Give back exactly the lines running from the line with "Objective — one point per instance of the tall" to the end of the entries, and only those lines.

***** Exercise data

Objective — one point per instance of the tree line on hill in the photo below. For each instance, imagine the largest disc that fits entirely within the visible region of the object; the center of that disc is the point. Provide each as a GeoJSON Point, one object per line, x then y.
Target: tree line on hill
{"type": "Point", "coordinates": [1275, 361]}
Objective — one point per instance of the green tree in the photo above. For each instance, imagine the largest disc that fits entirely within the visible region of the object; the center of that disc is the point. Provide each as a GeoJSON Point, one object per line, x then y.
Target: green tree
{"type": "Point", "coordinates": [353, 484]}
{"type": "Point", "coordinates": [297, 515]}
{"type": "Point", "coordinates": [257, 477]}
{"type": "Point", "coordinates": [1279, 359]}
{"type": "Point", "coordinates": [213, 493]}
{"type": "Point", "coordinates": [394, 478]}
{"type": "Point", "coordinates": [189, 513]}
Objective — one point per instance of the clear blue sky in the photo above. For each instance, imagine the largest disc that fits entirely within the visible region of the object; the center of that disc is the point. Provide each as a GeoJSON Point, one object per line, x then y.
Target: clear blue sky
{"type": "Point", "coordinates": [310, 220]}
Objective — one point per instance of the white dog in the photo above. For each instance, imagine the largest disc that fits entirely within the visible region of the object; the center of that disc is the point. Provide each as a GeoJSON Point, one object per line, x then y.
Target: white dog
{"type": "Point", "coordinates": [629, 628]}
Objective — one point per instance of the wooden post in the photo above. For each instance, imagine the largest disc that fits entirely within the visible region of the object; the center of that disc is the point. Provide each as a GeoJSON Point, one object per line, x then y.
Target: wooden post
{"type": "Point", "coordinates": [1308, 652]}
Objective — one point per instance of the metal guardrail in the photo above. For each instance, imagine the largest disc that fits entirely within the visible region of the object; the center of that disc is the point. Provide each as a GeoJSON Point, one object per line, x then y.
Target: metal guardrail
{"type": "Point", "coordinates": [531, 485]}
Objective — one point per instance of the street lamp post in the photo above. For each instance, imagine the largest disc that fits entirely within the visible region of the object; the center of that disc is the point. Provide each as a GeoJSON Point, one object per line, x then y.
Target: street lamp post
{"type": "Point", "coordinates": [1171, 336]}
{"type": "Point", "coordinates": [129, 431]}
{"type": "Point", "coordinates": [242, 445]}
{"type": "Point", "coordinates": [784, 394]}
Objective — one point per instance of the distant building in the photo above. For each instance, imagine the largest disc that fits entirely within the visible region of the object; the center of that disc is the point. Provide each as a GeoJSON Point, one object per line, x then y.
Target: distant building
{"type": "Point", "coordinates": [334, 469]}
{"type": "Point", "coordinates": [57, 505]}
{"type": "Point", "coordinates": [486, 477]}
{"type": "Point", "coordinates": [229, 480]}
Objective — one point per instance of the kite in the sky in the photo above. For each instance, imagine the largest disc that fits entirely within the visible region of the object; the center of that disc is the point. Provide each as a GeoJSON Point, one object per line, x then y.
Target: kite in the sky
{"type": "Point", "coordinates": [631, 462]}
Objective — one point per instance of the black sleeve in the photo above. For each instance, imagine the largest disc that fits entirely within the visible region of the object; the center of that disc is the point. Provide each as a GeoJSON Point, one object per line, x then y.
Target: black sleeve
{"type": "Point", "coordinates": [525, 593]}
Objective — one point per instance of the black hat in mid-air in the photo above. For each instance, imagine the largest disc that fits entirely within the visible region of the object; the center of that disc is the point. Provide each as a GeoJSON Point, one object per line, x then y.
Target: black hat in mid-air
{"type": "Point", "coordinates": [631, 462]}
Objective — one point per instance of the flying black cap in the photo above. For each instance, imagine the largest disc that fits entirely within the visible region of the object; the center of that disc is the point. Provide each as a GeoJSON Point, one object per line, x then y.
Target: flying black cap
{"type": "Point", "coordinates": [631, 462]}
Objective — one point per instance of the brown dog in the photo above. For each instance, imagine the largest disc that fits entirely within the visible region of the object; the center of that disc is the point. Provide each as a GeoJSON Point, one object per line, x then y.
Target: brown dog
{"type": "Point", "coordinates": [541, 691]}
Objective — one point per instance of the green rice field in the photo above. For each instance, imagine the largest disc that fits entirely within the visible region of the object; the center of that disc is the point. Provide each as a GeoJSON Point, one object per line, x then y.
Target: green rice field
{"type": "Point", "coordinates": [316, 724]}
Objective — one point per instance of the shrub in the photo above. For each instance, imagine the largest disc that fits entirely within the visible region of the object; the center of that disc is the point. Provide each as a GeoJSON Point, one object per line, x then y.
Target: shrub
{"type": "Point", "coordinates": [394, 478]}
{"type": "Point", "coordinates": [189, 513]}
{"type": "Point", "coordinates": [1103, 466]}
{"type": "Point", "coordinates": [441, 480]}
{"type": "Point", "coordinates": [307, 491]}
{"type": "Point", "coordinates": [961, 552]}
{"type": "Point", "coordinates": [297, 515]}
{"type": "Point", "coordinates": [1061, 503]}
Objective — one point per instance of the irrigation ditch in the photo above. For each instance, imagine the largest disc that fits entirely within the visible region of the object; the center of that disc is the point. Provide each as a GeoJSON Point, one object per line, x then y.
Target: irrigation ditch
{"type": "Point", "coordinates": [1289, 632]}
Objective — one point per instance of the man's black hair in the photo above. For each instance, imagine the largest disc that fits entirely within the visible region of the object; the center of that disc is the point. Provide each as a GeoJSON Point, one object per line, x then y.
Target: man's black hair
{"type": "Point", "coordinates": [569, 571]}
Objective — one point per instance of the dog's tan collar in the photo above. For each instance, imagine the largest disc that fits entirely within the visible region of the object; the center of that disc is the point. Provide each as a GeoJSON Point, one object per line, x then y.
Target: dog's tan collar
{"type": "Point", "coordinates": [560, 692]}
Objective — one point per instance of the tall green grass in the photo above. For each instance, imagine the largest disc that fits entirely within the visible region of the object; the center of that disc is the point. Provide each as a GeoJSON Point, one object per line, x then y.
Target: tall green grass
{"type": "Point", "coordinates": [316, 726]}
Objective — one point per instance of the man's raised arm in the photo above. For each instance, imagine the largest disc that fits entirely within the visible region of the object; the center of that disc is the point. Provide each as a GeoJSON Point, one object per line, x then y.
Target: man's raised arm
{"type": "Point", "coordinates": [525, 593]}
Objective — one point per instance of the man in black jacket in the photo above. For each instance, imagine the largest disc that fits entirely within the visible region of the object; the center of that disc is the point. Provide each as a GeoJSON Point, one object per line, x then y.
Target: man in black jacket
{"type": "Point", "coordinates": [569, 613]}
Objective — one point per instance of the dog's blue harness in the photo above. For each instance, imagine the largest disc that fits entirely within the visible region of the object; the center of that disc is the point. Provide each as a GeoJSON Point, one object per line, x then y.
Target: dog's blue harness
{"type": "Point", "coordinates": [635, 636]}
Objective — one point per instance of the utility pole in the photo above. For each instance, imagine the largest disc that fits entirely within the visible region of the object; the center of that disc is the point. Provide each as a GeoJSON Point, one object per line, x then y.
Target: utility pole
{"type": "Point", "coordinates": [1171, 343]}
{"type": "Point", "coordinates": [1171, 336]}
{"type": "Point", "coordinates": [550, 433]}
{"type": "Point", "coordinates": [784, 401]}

**********

Solution to the exercise:
Objective — one point per instance of the tall green grass in the photo above. For each instance, imagine the largest disc that fits entirely within the visible region of the object; the center of that disc is the point. Provide each as a GeoJSON Point, one object per line, x then y.
Target: tall green grass
{"type": "Point", "coordinates": [316, 726]}
Objective — one point per instance of the man's raised arm in the photo above. For each instance, imagine the largest disc that fits entirely within the visible region of the object; the center of that disc is the point. Provide each as a GeoJSON Point, one object per line, x then y.
Target: man's raised arm
{"type": "Point", "coordinates": [525, 593]}
Objective — one point per instance of the man in black jacket in the photo above. For each instance, imagine the largest disc that fits entirely within the visible region of the object; the center of that disc is the point. Provide each as a GeoJSON Point, one object per line, x then y.
Target: man in black jacket
{"type": "Point", "coordinates": [569, 613]}
Objective — one point per instance of the dog's blue harness in the photo above. For each instance, imagine the largest disc that fits entirely within the visible region of the object; the center of that disc is the point. Provide each as a GeoJSON Point, one object per line, x then y.
Target: dog's blue harness
{"type": "Point", "coordinates": [635, 636]}
Objective — one point per instance of the utility pole in the photo above. For each instance, imagine the largest disc that fits entirely within the visible region of the object; the center of that disc is the point. Provide each as a GeoJSON Point, one object per line, x then y.
Target: utility pole
{"type": "Point", "coordinates": [1171, 343]}
{"type": "Point", "coordinates": [1171, 336]}
{"type": "Point", "coordinates": [550, 433]}
{"type": "Point", "coordinates": [784, 401]}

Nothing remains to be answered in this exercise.